── INPUT DATA ──
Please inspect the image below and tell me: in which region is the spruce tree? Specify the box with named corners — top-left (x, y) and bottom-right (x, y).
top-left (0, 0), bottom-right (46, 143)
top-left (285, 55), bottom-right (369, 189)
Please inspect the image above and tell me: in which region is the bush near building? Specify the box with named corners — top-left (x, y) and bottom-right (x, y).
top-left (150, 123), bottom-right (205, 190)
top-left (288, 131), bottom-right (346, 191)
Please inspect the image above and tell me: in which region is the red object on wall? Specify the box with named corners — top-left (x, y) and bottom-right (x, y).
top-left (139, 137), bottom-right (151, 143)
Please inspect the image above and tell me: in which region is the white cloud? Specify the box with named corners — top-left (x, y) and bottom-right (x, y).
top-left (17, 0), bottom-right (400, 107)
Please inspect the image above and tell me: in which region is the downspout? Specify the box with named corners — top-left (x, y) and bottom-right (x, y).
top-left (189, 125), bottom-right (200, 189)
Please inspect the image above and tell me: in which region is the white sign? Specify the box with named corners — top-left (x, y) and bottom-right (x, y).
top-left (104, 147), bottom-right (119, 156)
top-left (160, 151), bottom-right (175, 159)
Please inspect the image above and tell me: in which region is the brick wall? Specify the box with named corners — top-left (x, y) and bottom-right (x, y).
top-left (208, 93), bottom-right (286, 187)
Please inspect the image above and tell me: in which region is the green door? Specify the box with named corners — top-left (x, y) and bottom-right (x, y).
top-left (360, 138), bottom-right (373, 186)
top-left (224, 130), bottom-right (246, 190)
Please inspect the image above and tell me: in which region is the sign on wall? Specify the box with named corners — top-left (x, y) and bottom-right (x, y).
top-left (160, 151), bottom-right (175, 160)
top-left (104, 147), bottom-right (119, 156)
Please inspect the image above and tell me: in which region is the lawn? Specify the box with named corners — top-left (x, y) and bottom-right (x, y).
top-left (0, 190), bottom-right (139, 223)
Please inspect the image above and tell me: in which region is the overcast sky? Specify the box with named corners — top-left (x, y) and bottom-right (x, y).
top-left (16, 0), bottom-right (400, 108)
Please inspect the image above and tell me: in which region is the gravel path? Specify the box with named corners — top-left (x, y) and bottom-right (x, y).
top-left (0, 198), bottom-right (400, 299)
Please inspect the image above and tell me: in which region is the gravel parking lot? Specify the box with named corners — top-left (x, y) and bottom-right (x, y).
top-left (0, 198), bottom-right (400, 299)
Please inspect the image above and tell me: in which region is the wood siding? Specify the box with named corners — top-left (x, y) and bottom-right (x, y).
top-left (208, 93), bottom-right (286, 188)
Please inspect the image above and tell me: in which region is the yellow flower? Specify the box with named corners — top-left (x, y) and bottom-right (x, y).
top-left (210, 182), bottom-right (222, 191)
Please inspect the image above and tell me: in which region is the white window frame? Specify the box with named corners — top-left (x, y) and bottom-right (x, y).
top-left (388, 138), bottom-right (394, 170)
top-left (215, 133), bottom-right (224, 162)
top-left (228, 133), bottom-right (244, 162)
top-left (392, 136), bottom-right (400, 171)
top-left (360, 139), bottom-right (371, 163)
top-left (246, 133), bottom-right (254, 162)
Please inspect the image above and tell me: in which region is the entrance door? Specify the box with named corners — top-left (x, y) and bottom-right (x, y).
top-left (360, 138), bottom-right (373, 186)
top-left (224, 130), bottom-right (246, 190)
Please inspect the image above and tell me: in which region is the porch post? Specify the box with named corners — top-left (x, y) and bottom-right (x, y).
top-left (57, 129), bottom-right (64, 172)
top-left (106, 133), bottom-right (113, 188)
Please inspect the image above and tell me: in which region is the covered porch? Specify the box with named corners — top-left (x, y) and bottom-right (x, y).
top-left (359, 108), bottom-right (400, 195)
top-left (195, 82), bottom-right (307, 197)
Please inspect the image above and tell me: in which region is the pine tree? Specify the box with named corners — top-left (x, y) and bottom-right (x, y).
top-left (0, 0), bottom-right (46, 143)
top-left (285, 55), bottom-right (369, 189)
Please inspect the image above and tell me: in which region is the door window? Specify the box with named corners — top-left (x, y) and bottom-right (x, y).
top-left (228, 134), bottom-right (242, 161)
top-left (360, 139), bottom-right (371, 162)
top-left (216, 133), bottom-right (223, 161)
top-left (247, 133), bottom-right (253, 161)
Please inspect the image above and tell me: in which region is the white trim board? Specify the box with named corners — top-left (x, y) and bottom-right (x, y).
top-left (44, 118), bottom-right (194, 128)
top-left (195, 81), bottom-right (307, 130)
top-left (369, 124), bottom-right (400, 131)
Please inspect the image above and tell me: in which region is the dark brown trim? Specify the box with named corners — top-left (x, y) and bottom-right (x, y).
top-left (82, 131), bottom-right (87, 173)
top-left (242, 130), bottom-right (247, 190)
───
── INPUT DATA ──
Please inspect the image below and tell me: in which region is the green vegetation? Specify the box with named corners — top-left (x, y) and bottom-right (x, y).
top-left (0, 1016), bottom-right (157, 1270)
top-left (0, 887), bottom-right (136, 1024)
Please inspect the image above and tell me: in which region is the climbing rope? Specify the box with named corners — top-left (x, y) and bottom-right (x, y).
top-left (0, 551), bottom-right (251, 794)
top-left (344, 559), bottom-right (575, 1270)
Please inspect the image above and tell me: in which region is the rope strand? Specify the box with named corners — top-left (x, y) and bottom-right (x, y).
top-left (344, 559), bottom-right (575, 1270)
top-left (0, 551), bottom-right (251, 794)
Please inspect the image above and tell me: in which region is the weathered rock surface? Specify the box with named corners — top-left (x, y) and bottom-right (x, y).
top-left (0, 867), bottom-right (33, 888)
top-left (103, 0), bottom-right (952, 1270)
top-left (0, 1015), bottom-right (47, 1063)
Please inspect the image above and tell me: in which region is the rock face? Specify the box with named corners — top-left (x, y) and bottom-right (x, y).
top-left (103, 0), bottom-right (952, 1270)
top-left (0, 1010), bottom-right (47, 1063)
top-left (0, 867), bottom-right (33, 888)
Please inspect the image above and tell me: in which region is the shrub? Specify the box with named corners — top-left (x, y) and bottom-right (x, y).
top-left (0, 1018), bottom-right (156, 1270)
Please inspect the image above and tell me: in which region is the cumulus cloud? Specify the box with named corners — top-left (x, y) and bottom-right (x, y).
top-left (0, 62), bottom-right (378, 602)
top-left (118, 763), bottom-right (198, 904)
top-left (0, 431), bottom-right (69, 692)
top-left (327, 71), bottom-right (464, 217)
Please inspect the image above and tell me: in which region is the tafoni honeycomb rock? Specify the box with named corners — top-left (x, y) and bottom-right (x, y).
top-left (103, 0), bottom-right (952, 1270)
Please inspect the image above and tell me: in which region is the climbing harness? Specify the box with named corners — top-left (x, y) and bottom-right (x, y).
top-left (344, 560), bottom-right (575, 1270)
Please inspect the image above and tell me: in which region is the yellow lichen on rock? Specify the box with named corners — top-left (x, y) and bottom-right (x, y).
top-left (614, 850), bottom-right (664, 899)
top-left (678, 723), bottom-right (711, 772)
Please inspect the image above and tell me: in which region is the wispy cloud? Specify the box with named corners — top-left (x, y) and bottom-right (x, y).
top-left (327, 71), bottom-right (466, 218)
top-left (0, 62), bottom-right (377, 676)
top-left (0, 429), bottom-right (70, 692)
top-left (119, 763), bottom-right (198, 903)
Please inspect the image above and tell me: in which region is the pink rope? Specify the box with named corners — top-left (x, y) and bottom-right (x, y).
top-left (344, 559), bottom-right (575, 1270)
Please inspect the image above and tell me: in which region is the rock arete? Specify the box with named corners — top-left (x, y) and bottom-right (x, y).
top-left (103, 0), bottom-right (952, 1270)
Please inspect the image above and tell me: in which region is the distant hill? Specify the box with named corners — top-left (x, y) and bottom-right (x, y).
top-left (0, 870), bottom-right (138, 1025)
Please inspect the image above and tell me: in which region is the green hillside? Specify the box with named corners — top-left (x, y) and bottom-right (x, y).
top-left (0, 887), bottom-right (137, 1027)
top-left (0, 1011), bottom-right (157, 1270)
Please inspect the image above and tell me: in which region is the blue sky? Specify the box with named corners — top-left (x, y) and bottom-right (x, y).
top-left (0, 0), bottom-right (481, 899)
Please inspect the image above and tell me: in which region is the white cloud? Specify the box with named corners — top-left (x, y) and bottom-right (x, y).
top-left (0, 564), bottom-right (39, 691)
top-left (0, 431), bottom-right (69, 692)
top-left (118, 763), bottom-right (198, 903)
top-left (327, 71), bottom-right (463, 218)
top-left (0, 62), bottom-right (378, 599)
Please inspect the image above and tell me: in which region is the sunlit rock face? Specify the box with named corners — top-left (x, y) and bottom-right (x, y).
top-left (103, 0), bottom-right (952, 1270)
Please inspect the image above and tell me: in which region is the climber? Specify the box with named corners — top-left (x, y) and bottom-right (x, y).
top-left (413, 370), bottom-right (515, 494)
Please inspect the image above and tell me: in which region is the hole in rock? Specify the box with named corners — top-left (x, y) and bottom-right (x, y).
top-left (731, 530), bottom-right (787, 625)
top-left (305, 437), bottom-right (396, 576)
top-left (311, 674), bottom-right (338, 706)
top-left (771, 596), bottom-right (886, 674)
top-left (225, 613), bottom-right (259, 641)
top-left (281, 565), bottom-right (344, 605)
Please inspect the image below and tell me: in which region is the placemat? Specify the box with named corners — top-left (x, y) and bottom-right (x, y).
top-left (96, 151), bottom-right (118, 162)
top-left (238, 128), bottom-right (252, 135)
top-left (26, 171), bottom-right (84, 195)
───
REQUIREMENTS → Output, as a JSON list of strings with one string per line and blank lines omitted, the rows above from the line with "is the spruce" up to and including the line with "top-left (139, 137), bottom-right (151, 143)".

OUTPUT FOR THIS TASK →
[
  "Please inspect the image below and tell me: in which region is the spruce tree? Specify the box with named corners — top-left (x, y) and bottom-right (x, y).",
  "top-left (0, 0), bottom-right (46, 143)",
  "top-left (285, 55), bottom-right (369, 189)",
  "Please inspect the image above and tell me: in which region is the bush near building? Specify the box with named corners — top-left (x, y) and bottom-right (x, y).",
  "top-left (150, 123), bottom-right (205, 190)",
  "top-left (288, 131), bottom-right (346, 191)",
  "Please inspect the image above and tell me: in which region is the red object on wall? Specify the box with named corners — top-left (x, y) and bottom-right (x, y).",
  "top-left (139, 137), bottom-right (151, 143)"
]